- **Records shown**:
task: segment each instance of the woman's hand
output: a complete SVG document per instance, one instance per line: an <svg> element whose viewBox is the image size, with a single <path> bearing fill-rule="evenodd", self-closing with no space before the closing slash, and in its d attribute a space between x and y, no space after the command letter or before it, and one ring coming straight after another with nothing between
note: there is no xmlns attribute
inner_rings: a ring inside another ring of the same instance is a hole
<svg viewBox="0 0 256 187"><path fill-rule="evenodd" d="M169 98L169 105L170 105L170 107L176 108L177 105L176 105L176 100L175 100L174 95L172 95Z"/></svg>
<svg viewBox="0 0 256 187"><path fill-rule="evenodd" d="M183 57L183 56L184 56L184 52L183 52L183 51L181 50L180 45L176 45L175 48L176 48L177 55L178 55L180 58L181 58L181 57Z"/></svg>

- **Aim of the task**: Can you arrange every line of the material above as a numbered list, leaving out any blank lines?

- **Solution to the exercise**:
1. task: segment each instance of the woman's hand
2. output: a complete SVG document per instance, one instance per line: an <svg> element whose viewBox is the image size, with a single <path> bearing fill-rule="evenodd", self-closing with no space before the closing slash, and in its d attribute a space between x and y, no space after the command letter or before it, and one ring coming straight after another with nothing between
3. note: there is no xmlns attribute
4. inner_rings: a ring inside another ring of the same instance is a hole
5. <svg viewBox="0 0 256 187"><path fill-rule="evenodd" d="M169 98L169 105L170 105L170 107L176 108L177 105L176 105L176 100L175 100L174 95L172 95Z"/></svg>
6. <svg viewBox="0 0 256 187"><path fill-rule="evenodd" d="M183 57L183 56L184 56L184 52L183 52L183 51L181 50L180 45L176 45L175 48L176 48L177 55L178 55L180 58L181 58L181 57Z"/></svg>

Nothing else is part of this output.